─── The records

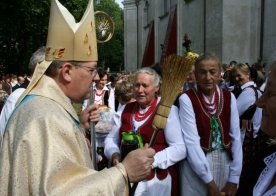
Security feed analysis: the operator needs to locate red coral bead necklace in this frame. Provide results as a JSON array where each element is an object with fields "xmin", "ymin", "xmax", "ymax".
[{"xmin": 134, "ymin": 97, "xmax": 158, "ymax": 122}]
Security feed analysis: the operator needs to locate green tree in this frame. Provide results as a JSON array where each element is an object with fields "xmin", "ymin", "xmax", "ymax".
[
  {"xmin": 0, "ymin": 0, "xmax": 50, "ymax": 74},
  {"xmin": 0, "ymin": 0, "xmax": 123, "ymax": 75}
]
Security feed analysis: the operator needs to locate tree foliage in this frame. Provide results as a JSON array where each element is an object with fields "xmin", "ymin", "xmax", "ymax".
[
  {"xmin": 0, "ymin": 0, "xmax": 123, "ymax": 75},
  {"xmin": 0, "ymin": 0, "xmax": 50, "ymax": 74}
]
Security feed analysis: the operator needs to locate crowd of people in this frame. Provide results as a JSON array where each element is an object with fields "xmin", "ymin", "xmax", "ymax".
[{"xmin": 0, "ymin": 0, "xmax": 275, "ymax": 195}]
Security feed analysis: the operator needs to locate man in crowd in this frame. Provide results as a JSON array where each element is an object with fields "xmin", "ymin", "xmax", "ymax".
[
  {"xmin": 0, "ymin": 0, "xmax": 155, "ymax": 195},
  {"xmin": 0, "ymin": 47, "xmax": 45, "ymax": 145},
  {"xmin": 178, "ymin": 53, "xmax": 242, "ymax": 195}
]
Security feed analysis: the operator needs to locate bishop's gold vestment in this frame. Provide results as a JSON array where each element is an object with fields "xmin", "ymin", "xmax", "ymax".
[{"xmin": 0, "ymin": 75, "xmax": 128, "ymax": 196}]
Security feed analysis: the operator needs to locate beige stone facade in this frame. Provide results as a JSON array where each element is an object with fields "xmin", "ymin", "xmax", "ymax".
[{"xmin": 123, "ymin": 0, "xmax": 276, "ymax": 71}]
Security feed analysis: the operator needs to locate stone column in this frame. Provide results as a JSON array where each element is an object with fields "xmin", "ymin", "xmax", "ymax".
[{"xmin": 123, "ymin": 0, "xmax": 139, "ymax": 71}]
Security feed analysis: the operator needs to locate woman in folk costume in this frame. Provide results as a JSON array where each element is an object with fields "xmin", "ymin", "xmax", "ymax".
[
  {"xmin": 232, "ymin": 63, "xmax": 263, "ymax": 143},
  {"xmin": 81, "ymin": 68, "xmax": 115, "ymax": 166},
  {"xmin": 178, "ymin": 53, "xmax": 242, "ymax": 196},
  {"xmin": 94, "ymin": 68, "xmax": 114, "ymax": 109},
  {"xmin": 104, "ymin": 67, "xmax": 186, "ymax": 196},
  {"xmin": 231, "ymin": 63, "xmax": 263, "ymax": 194},
  {"xmin": 82, "ymin": 67, "xmax": 115, "ymax": 111},
  {"xmin": 0, "ymin": 0, "xmax": 155, "ymax": 195},
  {"xmin": 253, "ymin": 66, "xmax": 276, "ymax": 196}
]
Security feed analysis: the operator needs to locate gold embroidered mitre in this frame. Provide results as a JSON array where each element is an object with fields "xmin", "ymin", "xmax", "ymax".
[
  {"xmin": 16, "ymin": 0, "xmax": 97, "ymax": 106},
  {"xmin": 46, "ymin": 0, "xmax": 97, "ymax": 61}
]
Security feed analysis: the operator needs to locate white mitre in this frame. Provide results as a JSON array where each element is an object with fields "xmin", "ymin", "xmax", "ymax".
[
  {"xmin": 16, "ymin": 0, "xmax": 97, "ymax": 105},
  {"xmin": 46, "ymin": 0, "xmax": 97, "ymax": 61}
]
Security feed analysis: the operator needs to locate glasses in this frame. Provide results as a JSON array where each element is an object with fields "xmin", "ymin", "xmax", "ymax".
[{"xmin": 76, "ymin": 65, "xmax": 97, "ymax": 77}]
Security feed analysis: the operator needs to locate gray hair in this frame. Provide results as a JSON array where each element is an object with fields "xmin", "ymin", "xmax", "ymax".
[
  {"xmin": 28, "ymin": 46, "xmax": 46, "ymax": 76},
  {"xmin": 135, "ymin": 67, "xmax": 161, "ymax": 87},
  {"xmin": 195, "ymin": 53, "xmax": 221, "ymax": 72}
]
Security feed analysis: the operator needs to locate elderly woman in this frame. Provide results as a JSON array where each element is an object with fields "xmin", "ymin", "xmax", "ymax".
[
  {"xmin": 104, "ymin": 67, "xmax": 186, "ymax": 196},
  {"xmin": 253, "ymin": 66, "xmax": 276, "ymax": 195}
]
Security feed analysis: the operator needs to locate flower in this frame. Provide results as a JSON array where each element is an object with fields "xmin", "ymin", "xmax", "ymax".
[{"xmin": 186, "ymin": 51, "xmax": 199, "ymax": 60}]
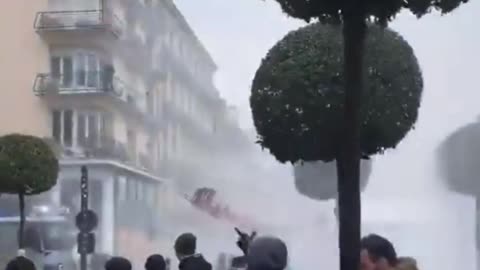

──────

Task goal ▸
Transcribe the listing above verbatim. Omit the pictures.

Written solution ▸
Security feed analysis: the operator needs to locate red coral bead necklace in this frame. Provide results as a JSON array where each element is an object with fields "xmin", "ymin", "xmax", "ymax".
[{"xmin": 134, "ymin": 97, "xmax": 158, "ymax": 122}]
Security feed analysis: the operator needs to locate green tree in this frame. Provide results as a JSON array where each element is an object with fields "xmin", "ymin", "xmax", "ymax".
[
  {"xmin": 0, "ymin": 0, "xmax": 50, "ymax": 74},
  {"xmin": 0, "ymin": 0, "xmax": 123, "ymax": 75}
]
Security feed analysis: the operator needs to locate tree foliage in this frame. Provide results as a JSON array where each element is an object with fields "xmin", "ymin", "xmax", "ymax".
[
  {"xmin": 0, "ymin": 0, "xmax": 123, "ymax": 75},
  {"xmin": 0, "ymin": 0, "xmax": 50, "ymax": 74}
]
Security feed analysis: the operator needs to locate crowd of people in this frame. Provide results as a JSON array where each element is an object with fields "xmin", "ymin", "xmax", "ymax".
[{"xmin": 0, "ymin": 0, "xmax": 275, "ymax": 195}]
Security feed analysis: the operator needs to locate man in crowd in this frame. Provide results as a JSON array where each element is an object with fields "xmin", "ymin", "xmax", "ymax".
[
  {"xmin": 0, "ymin": 0, "xmax": 155, "ymax": 195},
  {"xmin": 0, "ymin": 47, "xmax": 45, "ymax": 145},
  {"xmin": 178, "ymin": 53, "xmax": 242, "ymax": 195}
]
Security feed analysis: the operator needs to locate bishop's gold vestment in this frame. Provide results as a JSON array where each element is an object with fields "xmin", "ymin", "xmax", "ymax".
[{"xmin": 0, "ymin": 75, "xmax": 128, "ymax": 196}]
Security feed analysis: the operator needs to locate beige stone facade in this frame. Provide results as a JSON array where each element is an object with fields "xmin", "ymin", "xmax", "ymax".
[{"xmin": 123, "ymin": 0, "xmax": 276, "ymax": 71}]
Security feed analysis: the operator needs to locate stone column in this frame. Provide results as a JSON array where each element is an object with fields "xmin", "ymin", "xmax", "ymax".
[{"xmin": 123, "ymin": 0, "xmax": 139, "ymax": 71}]
Security feed analysis: the operator needs to locate woman in folk costume in this frame. Provide results as a JSON array where each element is an object with fields "xmin", "ymin", "xmax", "ymax".
[
  {"xmin": 232, "ymin": 63, "xmax": 263, "ymax": 143},
  {"xmin": 81, "ymin": 68, "xmax": 115, "ymax": 166},
  {"xmin": 178, "ymin": 53, "xmax": 242, "ymax": 196},
  {"xmin": 94, "ymin": 68, "xmax": 114, "ymax": 109},
  {"xmin": 104, "ymin": 67, "xmax": 186, "ymax": 196},
  {"xmin": 231, "ymin": 63, "xmax": 263, "ymax": 194},
  {"xmin": 82, "ymin": 67, "xmax": 115, "ymax": 111},
  {"xmin": 0, "ymin": 0, "xmax": 155, "ymax": 195},
  {"xmin": 253, "ymin": 66, "xmax": 276, "ymax": 196}
]
Security feed analysis: the operator needs to locate gold embroidered mitre in this frame. Provide results as a JSON array where each element is an object with fields "xmin", "ymin", "xmax", "ymax".
[
  {"xmin": 16, "ymin": 0, "xmax": 97, "ymax": 106},
  {"xmin": 46, "ymin": 0, "xmax": 97, "ymax": 61}
]
Security feed analysis: the operator needs to locate white mitre in this frame. Provide results as a JSON array where each element is an object with fields "xmin", "ymin", "xmax", "ymax".
[
  {"xmin": 16, "ymin": 0, "xmax": 97, "ymax": 105},
  {"xmin": 46, "ymin": 0, "xmax": 97, "ymax": 61}
]
Security feed analysis: the operator needs to locate glasses in this frame. Provide results as a JSON array where each element is an object with fields "xmin", "ymin", "xmax", "ymax".
[{"xmin": 76, "ymin": 65, "xmax": 97, "ymax": 77}]
Security feed analysis: the operator needs to locate gray hair in this frame. Provide results as a JSON array where each element is an object with fields "xmin", "ymin", "xmax", "ymax".
[
  {"xmin": 28, "ymin": 46, "xmax": 46, "ymax": 76},
  {"xmin": 135, "ymin": 67, "xmax": 161, "ymax": 87},
  {"xmin": 195, "ymin": 53, "xmax": 221, "ymax": 72}
]
Security feed analysis: the operator needs to locate elderly woman in this frame. Provide results as a JSON array where each element is an object with fields "xmin", "ymin", "xmax", "ymax".
[
  {"xmin": 104, "ymin": 67, "xmax": 186, "ymax": 196},
  {"xmin": 253, "ymin": 66, "xmax": 276, "ymax": 195}
]
Security feed analysis: the operator needs to locate flower in this frame. Provide results as a JSON array where each element is an object with fields "xmin", "ymin", "xmax", "ymax".
[{"xmin": 186, "ymin": 51, "xmax": 199, "ymax": 60}]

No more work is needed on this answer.